PERINTAH TUGAS 1:
Menurut tulisan tentang demokrasi semu, apa yang membuat pemimpin terpilih lupa daratan?

TEKS YANG DITAMPILKAN:
===

Daftar Berita/Artikel Diterbitkan

Monday, April 16, 2012

DEMOKRASI SEMU


Aturan demi aturan telah di keluarkan untuk mendukung demokratisasi di pusat maupun daerah. Kegiatan demi kegiatan juga telah dilaksanakan sebagai bagian dari proses demokrasi. Bahkan pengawasan terhadap segala praktek dari prosedur demokrasi-pun telah dilaksanakan dengan sangat baik. Namun semua terkesan semu, ketika kita melihat realitas yang terjadi dibalik prosedur demokrasi yang telah berlangsung. Praktek korup, dan penodaan terhadap nilai-nilai demokrasi sesungguhnya selalu hadir disela-sela prosedur demokrasi yang dilakukan, bahkan subtansi demokrasi yang dituju sesungguhnya sangat jauh dari yang diharapkan.
Demikian pula pemimpin dan wakil rakyat sudah banyak yang dihasilkan dari proses demokrasi (melalui pemilihan langsung), namun semua berlalu begitu saja, karena dari wakil rakyat yang terpilih ternyata jauh dari upaya untuk mensejahterakan rakyat yang diwakilinya. Seringkali visi misi yang dijadikan motto saat kampanye dikesampingkan. Pemimpin yang dipilih ternyata lupa daratan, setelah dimanjakan oleh fasilitas lengkap dan canggih, serta gaji dari uang rakyat yang menggiurkan.

===

PERINTAH TUGAS 2:
Tuliskan kembali baris-baris dalam daftar, mulai dari baris yang memuat "Could you point out where the clear" sampai baris yang memuat "[131,132,141,175]", dengan kedua baris itu ikut disertakan. Jangan sertakan gambarnya dalam jawaban.

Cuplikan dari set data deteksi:
===

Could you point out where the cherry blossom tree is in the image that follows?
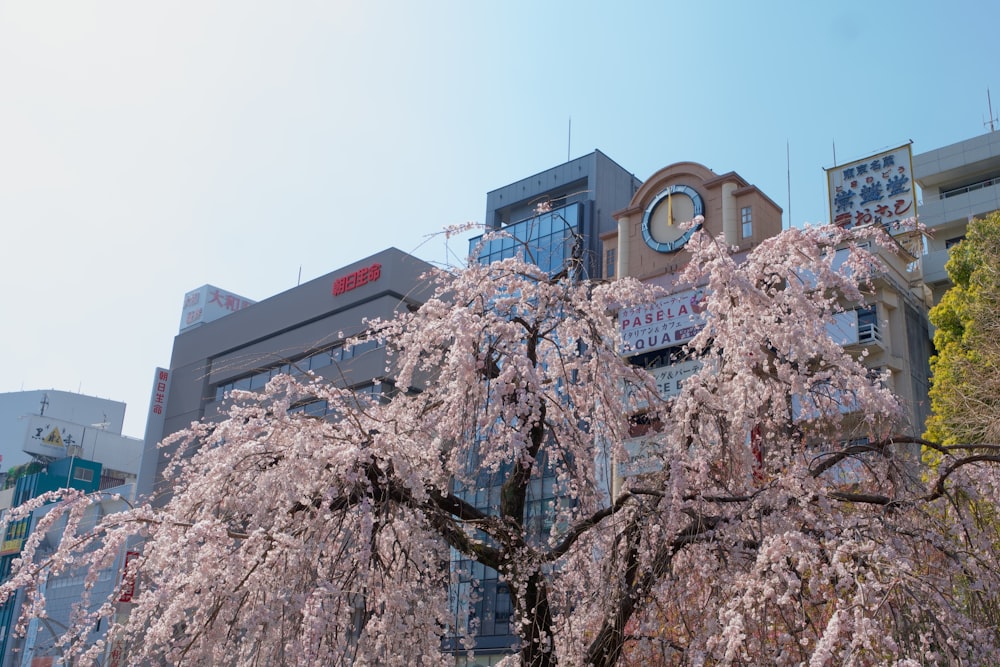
[0,222,1000,666]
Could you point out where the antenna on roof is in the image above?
[566,116,573,162]
[983,88,1000,132]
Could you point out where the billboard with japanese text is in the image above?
[618,289,705,356]
[180,285,256,332]
[826,144,917,233]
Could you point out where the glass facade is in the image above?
[469,203,583,274]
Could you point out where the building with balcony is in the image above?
[913,131,1000,305]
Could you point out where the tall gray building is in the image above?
[456,150,642,667]
[139,248,432,498]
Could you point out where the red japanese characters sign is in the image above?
[333,262,382,296]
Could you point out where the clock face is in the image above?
[642,185,705,252]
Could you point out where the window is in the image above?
[740,206,753,239]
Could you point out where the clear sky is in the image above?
[0,0,1000,437]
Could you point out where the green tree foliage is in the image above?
[926,213,1000,444]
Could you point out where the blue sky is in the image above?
[0,0,1000,436]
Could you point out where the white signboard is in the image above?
[180,285,256,332]
[826,144,917,232]
[618,289,705,356]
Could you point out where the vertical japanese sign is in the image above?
[826,144,917,233]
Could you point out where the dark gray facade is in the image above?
[139,248,432,504]
[470,150,642,279]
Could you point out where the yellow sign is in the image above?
[42,427,65,447]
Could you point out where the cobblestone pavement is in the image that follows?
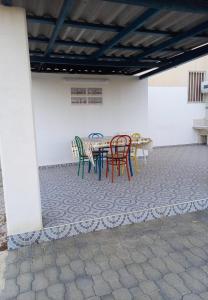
[0,211,208,300]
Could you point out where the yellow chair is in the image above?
[131,132,141,175]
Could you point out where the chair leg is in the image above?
[118,160,121,176]
[101,153,104,169]
[82,159,85,179]
[106,158,108,178]
[77,160,81,176]
[112,161,114,183]
[134,156,139,175]
[88,160,91,173]
[126,159,131,181]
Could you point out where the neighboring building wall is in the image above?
[148,57,208,146]
[32,74,148,166]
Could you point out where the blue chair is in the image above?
[88,132,104,139]
[88,132,108,179]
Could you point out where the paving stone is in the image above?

===

HASIL TUGAS 1:
Pemimpin terpilih lupa daratan karena dimanjakan oleh fasilitas lengkap dan canggih, serta gaji dari uang rakyat yang menggiurkan.

HASIL TUGAS 2:
Could you point out where the clear sky is in the image above?
[0,0,1000,437]
Could you point out where the green tree foliage is in the image above?
[926,213,1000,444]
Could you point out where the blue sky is in the image above?
[0,0,1000,436]
Could you point out where the white signboard is in the image above?
[180,285,256,332]
[826,144,917,232]
[618,289,705,356]
Could you point out where the vertical japanese sign is in the image above?
[826,144,917,233]
Could you point out where the dark gray facade is in the image above?
[139,248,432,504]
[470,150,642,279]
Could you point out where the yellow sign is in the image above?
[42,427,65,447]
Could you point out where the cobblestone pavement is in the image that follows?
[0,211,208,300]
Could you point out where the yellow chair is in the image above?
[131,132,141,175]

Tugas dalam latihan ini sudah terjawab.